***** Text under study *****
But like Mark Twain, it seems that reports of Wicked Grounds' demise have been exaggerated. Just as everyone had begun to come to terms with Wicked Grounds being dead and buried, the word went out in January that it was reopening.
Almost exactly one month after the café reopened, I found myself once again sitting across from owner Ryan Galiotto at a table in the middle of Wicked Grounds. When I interviewed him in October, his voice trembled with with grief and exhaustion. After working a busy four-hour shift, the exhaustion was still there, but braced by a sense of satisfaction and relief.
"It's like I've used two of my nine lives on this place," he said. "I'm so grateful for the doors being open again."
Except for a few missing couches, the place looks just the same as it did before the October closing. The most obvious change is there are no morning hours: The café now opens at 3 pj.m. on weekdays instead of 10 a.m. That's easy to understand; Wicked Grounds never had any real lunch crowd. Before, until early afternoon, it would be practically uninhabited except perhaps for the occasional writer who needed a place to use a laptop while researching bondage sites and porn films.More substantial changes have taken place behind the scenes, though. The reopening of Wicked Grounds is thanks primarily to a small group of investors, most of whom are active members of the Bay Area alt-sex community. The new backers have strengthened Wicked Grounds' financial position. When the doors closed last year, the café was in Chapter 7 bankruptcy, which requires liquidation of a business's assets to pay its debtors.
"The group of investors were able to put together enough of a fund to buy the assets of the business back from the bankruptcy court," Ryan says. "So the bankruptcy has been discharged, but this group of assets has been bought for more than what they could have done to liquidate it."
That's a pretty huge change of fortunes; even before the closure, the financial struggles of Wicked Grounds were well known. Even in the months when it came out in the black, existing debt was a constant threat to the café's existence.
"There was always some stuff that we were trying to catch up on," Ryan says. "The bankruptcy has saved us from that. Right now, we're starting fresh, and we're good to go."
Being saved by bankruptcy might seem strange, especially in the current economic climate, but the past month seems to give Ryan good reason for optimism: "One of the important things is, we've been fairly busy. ... First month in, and our bills are
paid."
That optimism is hard-won, though. If closing the doors of Wicked Grounds was grueling, getting them back open was almost as traumatizing.
"The reopening process was one of the worst times of my life," Ryan says. "I went from having lost all hope to having hope again. ... And then that process dragged on for a month. We should have been able to be open by the middle of December instead of the middle of January. ... It was a month of legal back and forth and this signature here, and people holding out. It got to the point where we were here, the place was clean, and we were ready to go, and waiting for one signature and we had to step back. ... I am still amazed that I got through it."
***** Dataset excerpt *****
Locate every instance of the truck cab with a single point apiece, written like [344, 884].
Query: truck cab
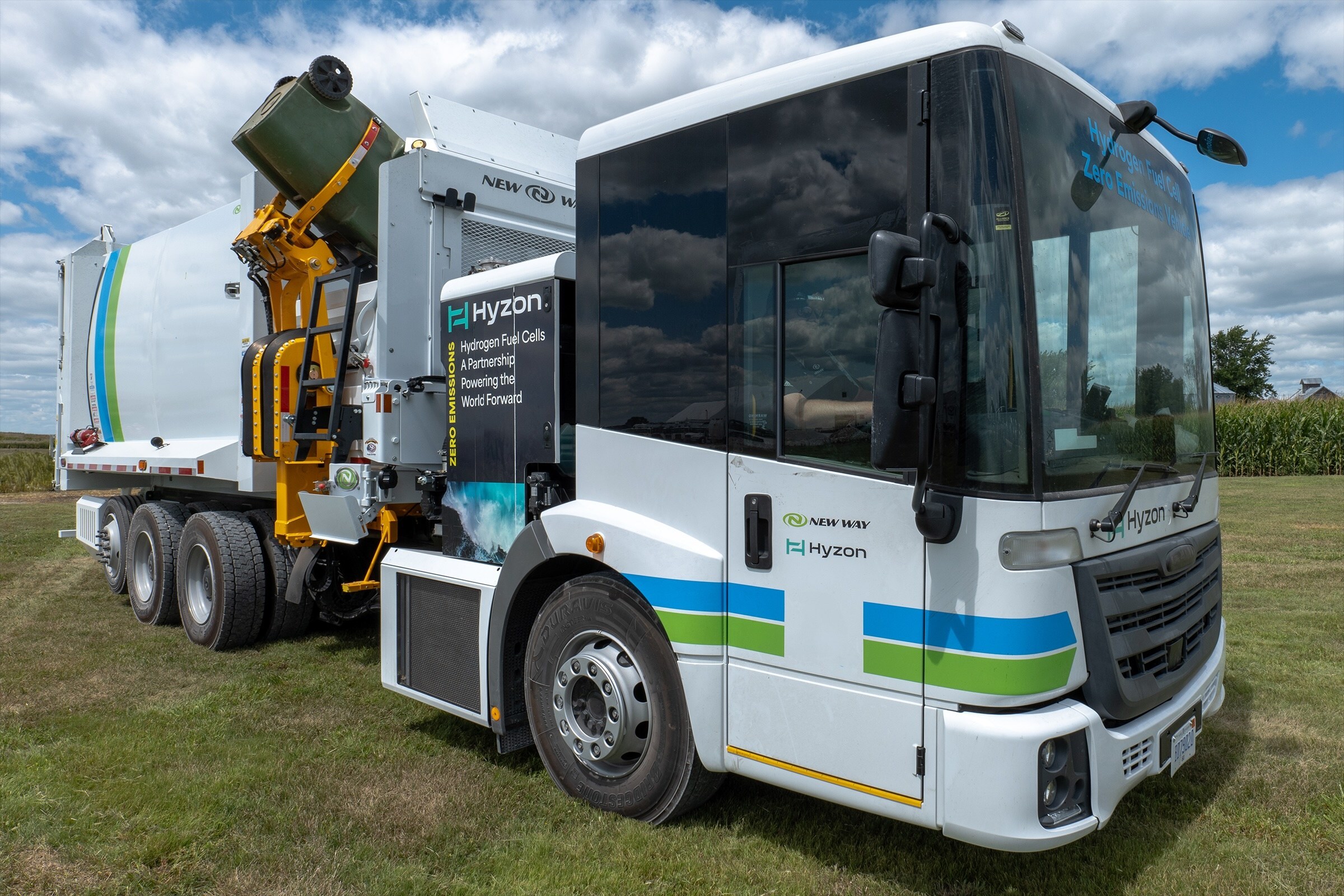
[746, 459]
*****
▶ **About this task**
Quote the Wicked Grounds article from "But like Mark" up to and including "it was reopening.".

▶ **Answer to this problem**
But like Mark Twain, it seems that reports of Wicked Grounds' demise have been exaggerated. Just as everyone had begun to come to terms with Wicked Grounds being dead and buried, the word went out in January that it was reopening.